Задание A:
Выпишите все пары «от … к …», которыми во фрагменте о Руссо описан путь, указанный мыслителем.
Задание B:
Укажите, пожалуйста, годы жизни Руссо, приведенные во фрагменте о нем.
======== Фрагмент текста
Женевский мыслитель Жан-Жак Руссо (1712–1778) находится в таком же отношении оппозиции к французскому Просвещению, как шотландская школа к английской, а Гердер и Якоби — к немецкой. Он указывает нам путь от холодных софистических выводов рассудка к непосредственному убеждению чувства; от воображений науки к безошибочному голосу сердца и совести; от искусственных условий культуры к здоровой природе. Хваленое Просвещение — это не рычаг прогресса, а источник всякого вырождения; мораль не основывается на расчетливом вычислении личного интереса, а на первоначальных социальных и симпатических инстинктах (любовь к добру так же естественна для человеческого сердца, как себялюбие; энтузиазм по поводу добродетели не имеет ничего общего с нашим интересом; что значило бы отдать свою жизнь ради выгоды?); истины религии — это объекты не мысли, а благочестивого чувства.
================
======== Материал
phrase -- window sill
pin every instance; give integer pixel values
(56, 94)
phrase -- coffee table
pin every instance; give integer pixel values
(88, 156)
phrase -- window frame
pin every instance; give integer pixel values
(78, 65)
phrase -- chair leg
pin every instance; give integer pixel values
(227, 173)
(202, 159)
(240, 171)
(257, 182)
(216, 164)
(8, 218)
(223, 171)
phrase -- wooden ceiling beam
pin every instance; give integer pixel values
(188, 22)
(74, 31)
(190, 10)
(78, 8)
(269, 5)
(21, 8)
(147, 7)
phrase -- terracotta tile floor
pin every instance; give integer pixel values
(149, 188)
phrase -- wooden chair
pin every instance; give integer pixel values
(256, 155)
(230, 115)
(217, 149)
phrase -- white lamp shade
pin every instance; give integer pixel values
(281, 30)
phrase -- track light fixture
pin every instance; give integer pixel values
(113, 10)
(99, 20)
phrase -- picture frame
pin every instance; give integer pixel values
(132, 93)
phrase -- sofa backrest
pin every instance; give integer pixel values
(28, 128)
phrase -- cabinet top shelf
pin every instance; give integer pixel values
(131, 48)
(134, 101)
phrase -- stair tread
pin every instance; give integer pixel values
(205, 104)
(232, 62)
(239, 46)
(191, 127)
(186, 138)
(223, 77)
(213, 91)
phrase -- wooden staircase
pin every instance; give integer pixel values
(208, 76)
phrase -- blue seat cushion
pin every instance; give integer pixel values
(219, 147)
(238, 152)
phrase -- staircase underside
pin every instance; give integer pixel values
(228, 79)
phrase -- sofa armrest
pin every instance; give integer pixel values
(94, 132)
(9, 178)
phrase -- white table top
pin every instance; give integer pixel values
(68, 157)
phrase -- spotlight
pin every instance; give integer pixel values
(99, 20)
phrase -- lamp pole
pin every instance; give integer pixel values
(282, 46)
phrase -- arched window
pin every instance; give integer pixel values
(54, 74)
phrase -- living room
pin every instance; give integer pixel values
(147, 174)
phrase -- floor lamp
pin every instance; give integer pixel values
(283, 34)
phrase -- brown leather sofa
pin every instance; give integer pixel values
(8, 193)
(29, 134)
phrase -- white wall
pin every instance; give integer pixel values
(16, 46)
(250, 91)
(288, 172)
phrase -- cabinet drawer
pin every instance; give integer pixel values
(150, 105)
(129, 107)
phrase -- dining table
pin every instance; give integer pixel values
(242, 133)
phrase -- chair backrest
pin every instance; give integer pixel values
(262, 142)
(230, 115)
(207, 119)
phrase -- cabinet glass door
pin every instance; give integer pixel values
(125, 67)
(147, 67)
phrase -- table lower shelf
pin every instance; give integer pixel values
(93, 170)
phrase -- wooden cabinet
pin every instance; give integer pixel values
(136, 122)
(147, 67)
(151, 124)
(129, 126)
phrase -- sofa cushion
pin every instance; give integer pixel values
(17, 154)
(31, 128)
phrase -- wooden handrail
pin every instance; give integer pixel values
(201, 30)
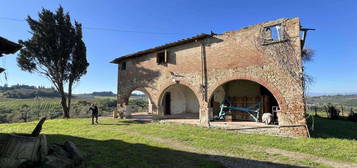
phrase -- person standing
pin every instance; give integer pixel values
(94, 110)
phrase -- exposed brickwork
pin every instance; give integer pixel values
(234, 55)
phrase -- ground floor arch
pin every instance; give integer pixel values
(243, 94)
(178, 101)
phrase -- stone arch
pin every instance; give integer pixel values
(126, 95)
(275, 92)
(182, 86)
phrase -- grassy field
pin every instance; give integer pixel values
(124, 143)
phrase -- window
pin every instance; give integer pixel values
(273, 34)
(162, 57)
(123, 66)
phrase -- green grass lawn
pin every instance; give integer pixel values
(123, 143)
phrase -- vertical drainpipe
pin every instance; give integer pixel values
(204, 82)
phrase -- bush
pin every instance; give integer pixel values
(352, 116)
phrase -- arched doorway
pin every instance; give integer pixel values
(243, 94)
(179, 102)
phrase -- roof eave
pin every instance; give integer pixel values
(159, 48)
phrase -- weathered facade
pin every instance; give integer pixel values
(257, 63)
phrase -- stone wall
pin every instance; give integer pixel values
(236, 55)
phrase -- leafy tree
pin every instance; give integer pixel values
(57, 51)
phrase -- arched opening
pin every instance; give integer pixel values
(242, 100)
(139, 102)
(179, 102)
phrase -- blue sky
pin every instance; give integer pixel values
(143, 24)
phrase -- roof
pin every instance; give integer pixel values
(8, 47)
(162, 47)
================
Ответ A:
- от холодных софистических выводов рассудка к непосредственному убеждению чувства
- от воображений науки к безошибочному голосу сердца и совести
- от искусственных условий культуры к здоровой природе

Ответ B:
1712–1778.